RNNLM using theano

Question

I asked the same question on theano user list, but got no reply, just wondering if anyone can help me here.

I am trying to re-implement the RNNLM of http://www.fit.vutbr.cz/research/groups/speech/publi/2010/mikolov_interspeech2010_IS100722.pdf based on this nice post. I tried a toy test case which training data is the first 100 sentences of PTB training data (downloaded from http://rnnlm.org/ ), the same data also used for evaluation.

Baseline:

I trained the LM with 25 iterations, using rnnlm-0.4b from http://rnnlm.org/, I got test log probability: -4107.323481 PPL net: 85.496622

The command lines that to produce the baseline are:

$ rnnlm -train ../ptb/ptb.train.txt.toy -valid ../ptb/ptb.train.txt.toy -rnnlm rnn.model.toy -hidden 10 -class 1 -max-iter 25 -independent -beta 0 -direct-order 0
$ rnnlm -rnnlm rnn.model.toy -test ../ptb/ptb.train.txt.toy -independent

Using my implementation, after 25 iterations, there is a large difference in PPL:

epoch=24: log probability=-5374.255371 ppl=337.187731

I am still learning Theano, did i miss something in my implementation?

Thanks

My implementation can be found at here:

#! /usr/bin/env python

import itertools
import codecs
import numpy as np
import nltk
import sys
import time
from datetime import datetime
import theano as theano
import theano.tensor as T

class RNNLM:

    def __init__(self, word_dim, hidden_dim=100, bptt_truncate=4):
        # Assign instance variables
        self.word_dim = word_dim
        self.hidden_dim = hidden_dim
        self.bptt_truncate = bptt_truncate
        # Randomly initialize the network parameters
        U = np.random.uniform(-np.sqrt(1./word_dim), np.sqrt(1./word_dim), (hidden_dim, word_dim))
***
Complete the following.
1. Print the Theano RNNLM thread above in full, word for word.
2. From the records below, output the lines verbatim, starting with the line containing "Mark every instance of the chrome" and continuing through the line containing "x=1163 y=552", both included, and nothing else. Leave the pictures out.
***
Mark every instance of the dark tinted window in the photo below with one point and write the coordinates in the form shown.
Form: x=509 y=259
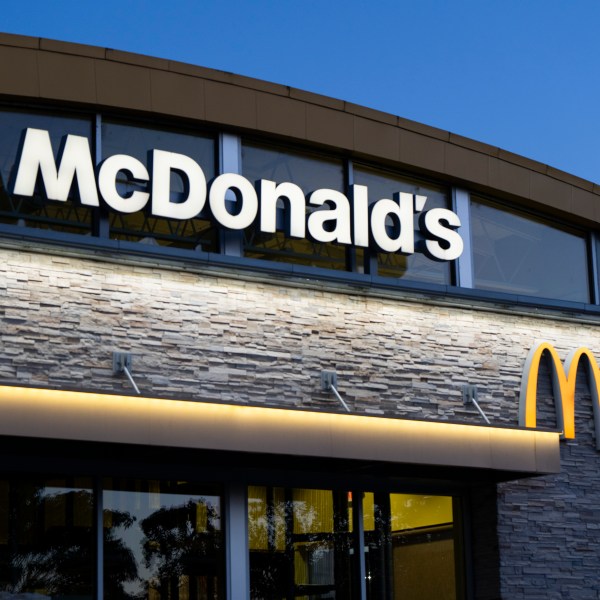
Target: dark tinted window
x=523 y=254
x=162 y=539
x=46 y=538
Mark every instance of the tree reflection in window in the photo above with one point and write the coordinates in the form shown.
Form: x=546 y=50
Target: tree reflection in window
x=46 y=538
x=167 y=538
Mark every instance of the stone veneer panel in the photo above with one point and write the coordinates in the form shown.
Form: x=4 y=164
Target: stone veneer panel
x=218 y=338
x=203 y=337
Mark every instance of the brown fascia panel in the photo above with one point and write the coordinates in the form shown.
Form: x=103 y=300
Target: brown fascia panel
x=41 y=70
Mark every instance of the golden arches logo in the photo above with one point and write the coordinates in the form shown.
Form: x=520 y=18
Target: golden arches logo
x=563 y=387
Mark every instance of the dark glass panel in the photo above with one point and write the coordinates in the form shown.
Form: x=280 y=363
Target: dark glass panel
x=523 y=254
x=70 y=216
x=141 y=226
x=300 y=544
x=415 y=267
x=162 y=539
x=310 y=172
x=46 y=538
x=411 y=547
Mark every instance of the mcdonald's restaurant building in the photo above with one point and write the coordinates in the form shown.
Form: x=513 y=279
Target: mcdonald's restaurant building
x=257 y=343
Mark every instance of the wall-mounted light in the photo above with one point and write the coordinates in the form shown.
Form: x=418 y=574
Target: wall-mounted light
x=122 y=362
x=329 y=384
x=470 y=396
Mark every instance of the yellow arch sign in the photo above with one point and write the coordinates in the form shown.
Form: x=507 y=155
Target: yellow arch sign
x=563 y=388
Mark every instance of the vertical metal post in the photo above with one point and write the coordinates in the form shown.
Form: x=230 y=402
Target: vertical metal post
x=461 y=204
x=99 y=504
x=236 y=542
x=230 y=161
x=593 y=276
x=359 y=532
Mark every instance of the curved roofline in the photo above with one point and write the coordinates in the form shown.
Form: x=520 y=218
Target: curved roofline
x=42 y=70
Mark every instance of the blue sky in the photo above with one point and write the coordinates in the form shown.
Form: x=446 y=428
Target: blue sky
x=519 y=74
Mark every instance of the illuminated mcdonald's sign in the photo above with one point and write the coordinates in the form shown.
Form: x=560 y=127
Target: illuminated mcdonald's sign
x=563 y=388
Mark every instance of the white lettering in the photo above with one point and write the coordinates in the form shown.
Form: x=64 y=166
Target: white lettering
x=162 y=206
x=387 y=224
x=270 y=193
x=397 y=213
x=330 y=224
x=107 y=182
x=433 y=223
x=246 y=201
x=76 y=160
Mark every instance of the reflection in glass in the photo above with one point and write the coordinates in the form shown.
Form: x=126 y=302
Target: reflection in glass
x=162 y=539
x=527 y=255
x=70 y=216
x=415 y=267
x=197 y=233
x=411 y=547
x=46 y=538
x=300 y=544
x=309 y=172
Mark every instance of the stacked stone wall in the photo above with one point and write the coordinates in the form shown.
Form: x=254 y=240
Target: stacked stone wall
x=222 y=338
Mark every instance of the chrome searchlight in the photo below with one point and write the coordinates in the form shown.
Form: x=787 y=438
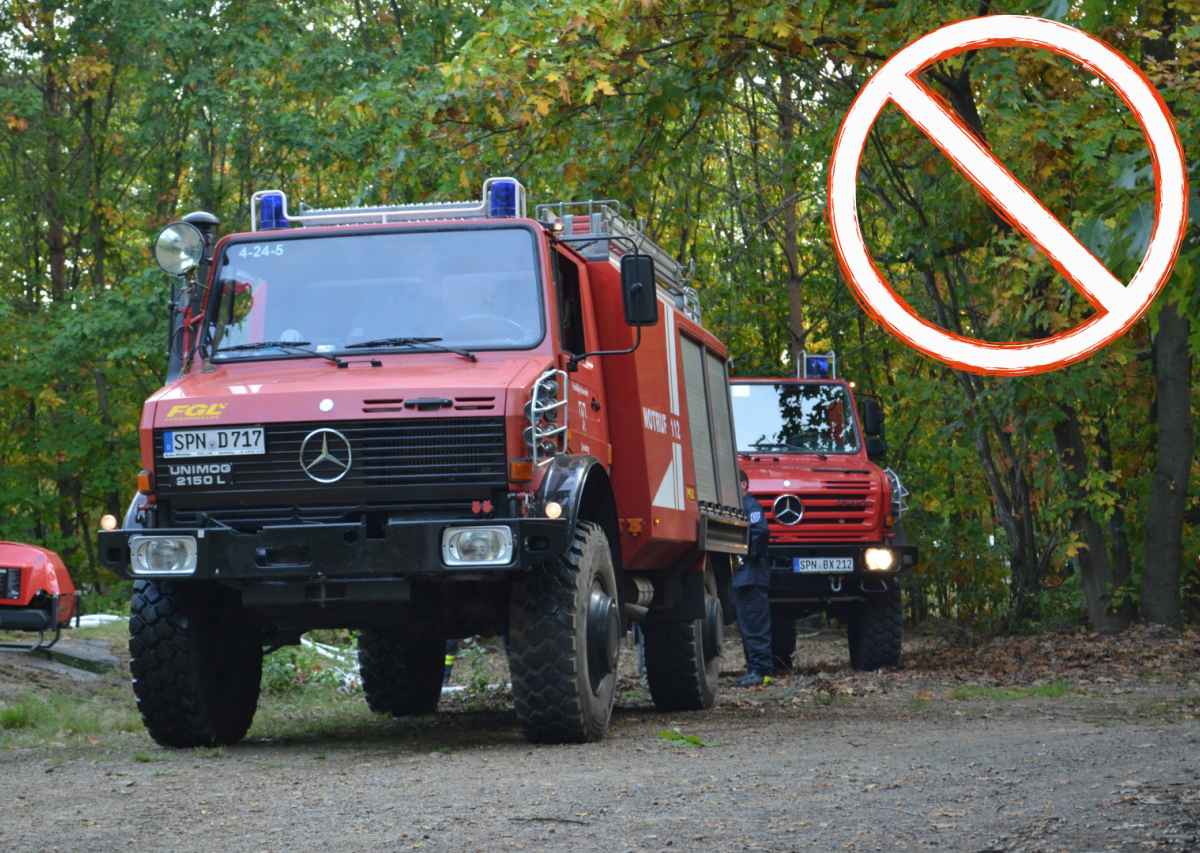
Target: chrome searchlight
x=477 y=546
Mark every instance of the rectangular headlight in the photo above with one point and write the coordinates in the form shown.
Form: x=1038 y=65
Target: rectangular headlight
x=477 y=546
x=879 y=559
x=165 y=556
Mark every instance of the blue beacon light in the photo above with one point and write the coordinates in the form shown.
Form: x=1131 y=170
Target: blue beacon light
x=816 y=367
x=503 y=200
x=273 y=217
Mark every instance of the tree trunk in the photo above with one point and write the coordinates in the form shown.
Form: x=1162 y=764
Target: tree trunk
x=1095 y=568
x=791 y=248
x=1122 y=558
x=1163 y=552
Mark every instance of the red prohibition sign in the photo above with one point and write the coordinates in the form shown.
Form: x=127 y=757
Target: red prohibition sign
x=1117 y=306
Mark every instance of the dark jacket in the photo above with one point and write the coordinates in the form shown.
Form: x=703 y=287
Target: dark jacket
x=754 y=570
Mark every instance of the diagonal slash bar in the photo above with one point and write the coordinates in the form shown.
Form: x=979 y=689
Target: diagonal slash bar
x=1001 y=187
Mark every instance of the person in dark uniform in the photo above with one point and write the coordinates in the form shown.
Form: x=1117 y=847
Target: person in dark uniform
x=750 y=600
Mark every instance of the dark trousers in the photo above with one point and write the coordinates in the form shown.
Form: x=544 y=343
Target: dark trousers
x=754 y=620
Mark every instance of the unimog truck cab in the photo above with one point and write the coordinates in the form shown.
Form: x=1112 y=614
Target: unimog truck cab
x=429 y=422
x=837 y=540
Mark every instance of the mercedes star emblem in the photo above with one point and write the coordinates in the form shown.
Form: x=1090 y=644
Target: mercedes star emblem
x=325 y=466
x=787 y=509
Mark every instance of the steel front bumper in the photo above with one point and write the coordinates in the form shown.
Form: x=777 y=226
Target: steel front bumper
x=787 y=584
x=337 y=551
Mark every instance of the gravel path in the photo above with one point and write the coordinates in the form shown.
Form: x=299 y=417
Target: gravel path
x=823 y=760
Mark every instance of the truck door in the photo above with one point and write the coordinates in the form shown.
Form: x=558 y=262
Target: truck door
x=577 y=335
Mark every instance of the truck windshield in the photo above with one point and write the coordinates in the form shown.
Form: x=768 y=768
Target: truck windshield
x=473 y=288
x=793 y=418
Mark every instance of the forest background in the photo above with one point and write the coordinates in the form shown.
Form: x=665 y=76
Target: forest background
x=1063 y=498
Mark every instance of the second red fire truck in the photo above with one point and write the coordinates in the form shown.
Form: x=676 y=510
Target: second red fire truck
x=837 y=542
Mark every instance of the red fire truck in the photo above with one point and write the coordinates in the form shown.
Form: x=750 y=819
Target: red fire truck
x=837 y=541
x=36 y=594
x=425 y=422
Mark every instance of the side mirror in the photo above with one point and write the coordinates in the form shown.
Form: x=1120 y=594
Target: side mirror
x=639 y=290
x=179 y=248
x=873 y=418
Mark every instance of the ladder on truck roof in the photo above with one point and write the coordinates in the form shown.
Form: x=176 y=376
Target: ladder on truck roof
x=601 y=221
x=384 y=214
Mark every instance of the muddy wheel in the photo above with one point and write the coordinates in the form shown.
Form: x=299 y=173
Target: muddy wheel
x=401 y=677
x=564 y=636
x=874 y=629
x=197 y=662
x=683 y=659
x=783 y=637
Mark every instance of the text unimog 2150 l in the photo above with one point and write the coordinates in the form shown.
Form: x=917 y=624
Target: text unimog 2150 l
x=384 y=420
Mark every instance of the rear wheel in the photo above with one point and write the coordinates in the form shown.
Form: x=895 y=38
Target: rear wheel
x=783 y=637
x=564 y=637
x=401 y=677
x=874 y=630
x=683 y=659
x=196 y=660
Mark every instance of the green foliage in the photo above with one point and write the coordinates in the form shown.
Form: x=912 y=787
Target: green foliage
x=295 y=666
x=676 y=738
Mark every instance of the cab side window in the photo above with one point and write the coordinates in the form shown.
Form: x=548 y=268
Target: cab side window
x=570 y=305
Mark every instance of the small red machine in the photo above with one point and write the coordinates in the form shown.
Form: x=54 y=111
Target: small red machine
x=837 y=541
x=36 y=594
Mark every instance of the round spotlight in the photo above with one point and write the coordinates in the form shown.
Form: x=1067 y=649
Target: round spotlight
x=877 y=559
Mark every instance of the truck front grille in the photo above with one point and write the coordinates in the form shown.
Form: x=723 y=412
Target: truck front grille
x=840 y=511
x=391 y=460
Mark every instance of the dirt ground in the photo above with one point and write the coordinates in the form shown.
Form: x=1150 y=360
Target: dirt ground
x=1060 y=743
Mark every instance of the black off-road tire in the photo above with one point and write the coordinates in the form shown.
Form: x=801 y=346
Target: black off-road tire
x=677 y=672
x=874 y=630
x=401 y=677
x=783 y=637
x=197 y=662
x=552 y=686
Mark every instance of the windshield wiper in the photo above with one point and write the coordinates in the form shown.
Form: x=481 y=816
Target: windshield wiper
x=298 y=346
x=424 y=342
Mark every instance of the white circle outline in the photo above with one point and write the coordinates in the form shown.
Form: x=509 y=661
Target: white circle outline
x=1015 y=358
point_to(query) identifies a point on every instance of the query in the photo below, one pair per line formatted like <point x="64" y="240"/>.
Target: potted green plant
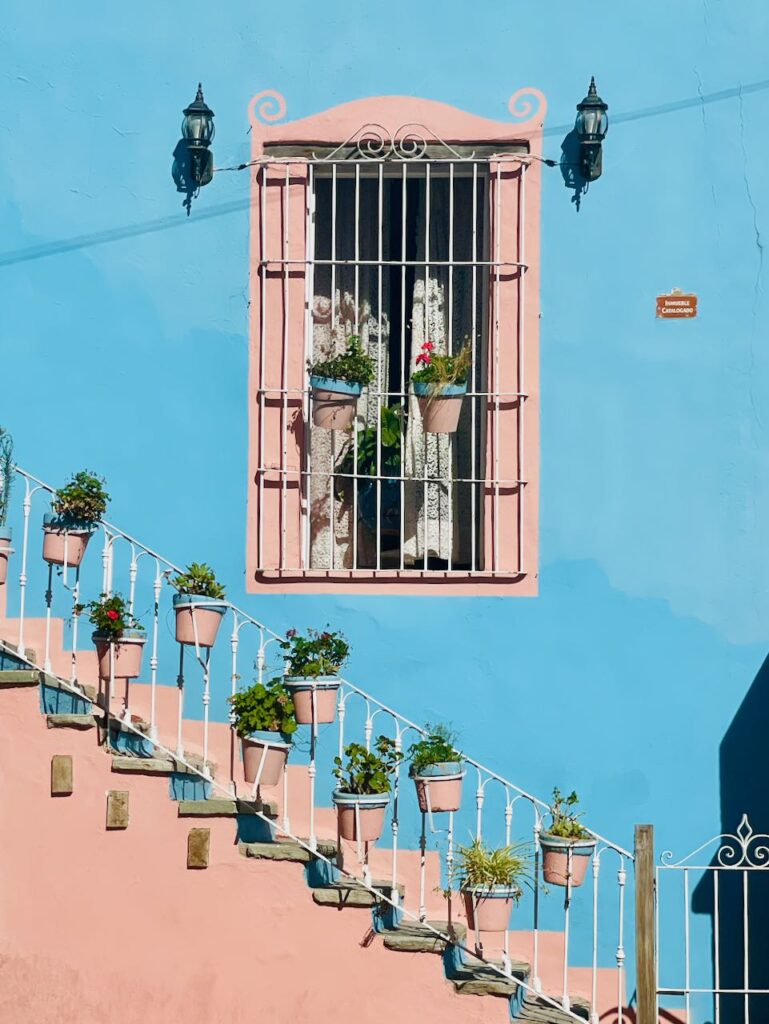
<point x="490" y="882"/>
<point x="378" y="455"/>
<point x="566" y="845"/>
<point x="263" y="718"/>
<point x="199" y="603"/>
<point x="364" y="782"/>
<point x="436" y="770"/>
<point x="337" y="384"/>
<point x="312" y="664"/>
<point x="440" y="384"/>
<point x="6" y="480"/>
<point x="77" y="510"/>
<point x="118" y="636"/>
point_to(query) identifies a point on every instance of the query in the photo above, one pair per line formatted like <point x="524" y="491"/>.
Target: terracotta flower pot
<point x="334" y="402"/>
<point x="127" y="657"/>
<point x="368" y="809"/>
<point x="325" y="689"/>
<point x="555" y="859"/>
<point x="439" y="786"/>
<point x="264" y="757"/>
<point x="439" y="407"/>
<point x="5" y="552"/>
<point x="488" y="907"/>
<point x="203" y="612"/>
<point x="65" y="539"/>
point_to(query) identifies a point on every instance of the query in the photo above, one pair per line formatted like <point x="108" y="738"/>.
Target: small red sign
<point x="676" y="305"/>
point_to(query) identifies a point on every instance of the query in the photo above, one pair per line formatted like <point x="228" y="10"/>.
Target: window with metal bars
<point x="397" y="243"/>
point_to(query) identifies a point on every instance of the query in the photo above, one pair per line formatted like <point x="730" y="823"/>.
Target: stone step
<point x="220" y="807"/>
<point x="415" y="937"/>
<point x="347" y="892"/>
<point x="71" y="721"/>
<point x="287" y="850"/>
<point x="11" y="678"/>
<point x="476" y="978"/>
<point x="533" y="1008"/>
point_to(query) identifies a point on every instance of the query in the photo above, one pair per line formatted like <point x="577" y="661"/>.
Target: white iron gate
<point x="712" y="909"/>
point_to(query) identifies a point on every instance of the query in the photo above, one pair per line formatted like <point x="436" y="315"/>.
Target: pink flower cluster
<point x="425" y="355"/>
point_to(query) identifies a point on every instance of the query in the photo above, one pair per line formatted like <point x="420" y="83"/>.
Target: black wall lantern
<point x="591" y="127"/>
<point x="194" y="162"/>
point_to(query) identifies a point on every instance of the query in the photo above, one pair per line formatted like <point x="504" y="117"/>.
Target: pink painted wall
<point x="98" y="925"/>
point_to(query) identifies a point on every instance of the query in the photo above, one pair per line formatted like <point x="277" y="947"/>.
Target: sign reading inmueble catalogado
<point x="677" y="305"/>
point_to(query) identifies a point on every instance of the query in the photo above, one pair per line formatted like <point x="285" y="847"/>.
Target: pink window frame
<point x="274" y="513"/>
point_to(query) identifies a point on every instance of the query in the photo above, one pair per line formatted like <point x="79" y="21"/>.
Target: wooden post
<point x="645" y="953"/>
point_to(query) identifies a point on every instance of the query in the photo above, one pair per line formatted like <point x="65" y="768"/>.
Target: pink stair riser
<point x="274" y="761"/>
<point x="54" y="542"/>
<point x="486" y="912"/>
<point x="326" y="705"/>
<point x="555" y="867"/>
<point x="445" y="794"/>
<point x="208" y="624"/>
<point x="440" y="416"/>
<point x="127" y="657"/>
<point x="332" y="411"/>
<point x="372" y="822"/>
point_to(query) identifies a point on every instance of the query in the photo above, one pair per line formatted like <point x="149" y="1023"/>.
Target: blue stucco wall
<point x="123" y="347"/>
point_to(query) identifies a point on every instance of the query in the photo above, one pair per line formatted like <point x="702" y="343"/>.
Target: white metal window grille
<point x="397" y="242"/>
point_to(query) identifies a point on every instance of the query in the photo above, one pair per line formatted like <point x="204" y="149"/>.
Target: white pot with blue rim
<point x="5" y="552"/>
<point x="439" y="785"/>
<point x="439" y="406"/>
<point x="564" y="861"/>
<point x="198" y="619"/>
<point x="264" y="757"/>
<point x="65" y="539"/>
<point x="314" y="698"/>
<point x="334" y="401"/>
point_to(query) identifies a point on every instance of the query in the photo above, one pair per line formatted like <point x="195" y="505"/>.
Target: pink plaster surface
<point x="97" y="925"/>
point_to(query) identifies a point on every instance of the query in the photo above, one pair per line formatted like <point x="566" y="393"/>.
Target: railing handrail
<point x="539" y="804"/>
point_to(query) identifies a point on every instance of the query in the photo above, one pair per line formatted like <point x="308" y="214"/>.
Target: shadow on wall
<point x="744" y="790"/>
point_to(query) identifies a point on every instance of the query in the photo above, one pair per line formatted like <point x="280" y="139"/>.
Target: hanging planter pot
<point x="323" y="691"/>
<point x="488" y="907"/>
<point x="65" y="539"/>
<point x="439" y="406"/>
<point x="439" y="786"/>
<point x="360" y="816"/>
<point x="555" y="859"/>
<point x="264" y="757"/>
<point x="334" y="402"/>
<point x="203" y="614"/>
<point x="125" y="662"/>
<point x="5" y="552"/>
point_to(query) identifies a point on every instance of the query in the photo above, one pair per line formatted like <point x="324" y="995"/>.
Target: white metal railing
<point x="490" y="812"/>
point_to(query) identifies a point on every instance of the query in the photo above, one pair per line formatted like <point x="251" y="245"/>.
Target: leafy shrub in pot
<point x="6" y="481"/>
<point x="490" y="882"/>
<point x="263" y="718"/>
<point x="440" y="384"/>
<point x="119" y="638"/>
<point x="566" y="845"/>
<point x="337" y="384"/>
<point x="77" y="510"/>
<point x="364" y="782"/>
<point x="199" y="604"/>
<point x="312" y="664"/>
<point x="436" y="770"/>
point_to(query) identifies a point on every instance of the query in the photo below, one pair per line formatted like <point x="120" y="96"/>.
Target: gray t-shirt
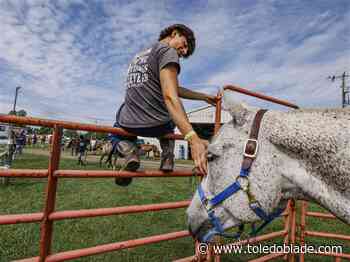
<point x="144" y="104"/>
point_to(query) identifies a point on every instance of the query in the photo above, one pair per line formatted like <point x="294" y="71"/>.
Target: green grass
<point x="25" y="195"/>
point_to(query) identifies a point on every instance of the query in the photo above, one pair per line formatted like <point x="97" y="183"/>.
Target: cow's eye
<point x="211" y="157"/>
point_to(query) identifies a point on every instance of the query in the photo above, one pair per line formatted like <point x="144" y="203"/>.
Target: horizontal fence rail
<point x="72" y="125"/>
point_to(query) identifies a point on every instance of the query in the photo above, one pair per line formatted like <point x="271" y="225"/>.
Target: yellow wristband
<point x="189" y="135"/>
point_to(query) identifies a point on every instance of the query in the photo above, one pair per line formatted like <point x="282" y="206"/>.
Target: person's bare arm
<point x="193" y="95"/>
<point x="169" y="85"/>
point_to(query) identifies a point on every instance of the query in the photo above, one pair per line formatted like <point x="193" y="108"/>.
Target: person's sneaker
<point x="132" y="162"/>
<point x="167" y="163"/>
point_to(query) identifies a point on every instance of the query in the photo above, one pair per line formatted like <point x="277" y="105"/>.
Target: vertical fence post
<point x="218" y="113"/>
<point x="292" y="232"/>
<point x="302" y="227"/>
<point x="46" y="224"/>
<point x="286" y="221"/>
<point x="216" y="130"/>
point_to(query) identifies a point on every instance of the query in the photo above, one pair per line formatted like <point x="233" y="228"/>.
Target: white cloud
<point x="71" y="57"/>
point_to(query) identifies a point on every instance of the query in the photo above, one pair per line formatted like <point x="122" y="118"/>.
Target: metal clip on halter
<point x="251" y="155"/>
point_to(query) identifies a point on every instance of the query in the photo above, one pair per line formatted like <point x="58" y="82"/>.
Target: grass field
***
The replies.
1.
RNNLM using theano

Question

I asked the same question on theano user list, but got no reply, just wondering if anyone can help me here.

I am trying to re-implement the RNNLM of http://www.fit.vutbr.cz/research/groups/speech/publi/2010/mikolov_interspeech2010_IS100722.pdf based on this nice post. I tried a toy test case which training data is the first 100 sentences of PTB training data (downloaded from http://rnnlm.org/ ), the same data also used for evaluation.

Baseline:

I trained the LM with 25 iterations, using rnnlm-0.4b from http://rnnlm.org/, I got test log probability: -4107.323481 PPL net: 85.496622

The command lines that to produce the baseline are:

$ rnnlm -train ../ptb/ptb.train.txt.toy -valid ../ptb/ptb.train.txt.toy -rnnlm rnn.model.toy -hidden 10 -class 1 -max-iter 25 -independent -beta 0 -direct-order 0
$ rnnlm -rnnlm rnn.model.toy -test ../ptb/ptb.train.txt.toy -independent

Using my implementation, after 25 iterations, there is a large difference in PPL:

epoch=24: log probability=-5374.255371 ppl=337.187731

I am still learning Theano, did i miss something in my implementation?

Thanks

My implementation can be found at here:

#! /usr/bin/env python

import itertools
import codecs
import numpy as np
import nltk
import sys
import time
from datetime import datetime
import theano as theano
import theano.tensor as T

class RNNLM:

    def __init__(self, word_dim, hidden_dim=100, bptt_truncate=4):
        # Assign instance variables
        self.word_dim = word_dim
        self.hidden_dim = hidden_dim
        self.bptt_truncate = bptt_truncate
        # Randomly initialize the network parameters
        U = np.random.uniform(-np.sqrt(1./word_dim), np.sqrt(1./word_dim), (hidden_dim, word_dim))

2.
Mark every instance of the chrome searchlight in the photo below with one point and write the coordinates in the form shown.
Form: x=787 y=438
Target: chrome searchlight
x=477 y=546
Mark every instance of the rectangular headlight in the photo above with one point and write the coordinates in the form shown.
Form: x=1038 y=65
Target: rectangular headlight
x=477 y=546
x=879 y=559
x=165 y=556
Mark every instance of the blue beacon light in the photo above with one point and write the coordinates in the form shown.
Form: x=1131 y=170
Target: blue beacon light
x=816 y=367
x=503 y=200
x=273 y=217
Mark every instance of the tree trunk in the photo above with one point and write the coordinates in the form shown.
Form: x=1162 y=764
Target: tree trunk
x=1095 y=568
x=791 y=248
x=1122 y=558
x=1163 y=552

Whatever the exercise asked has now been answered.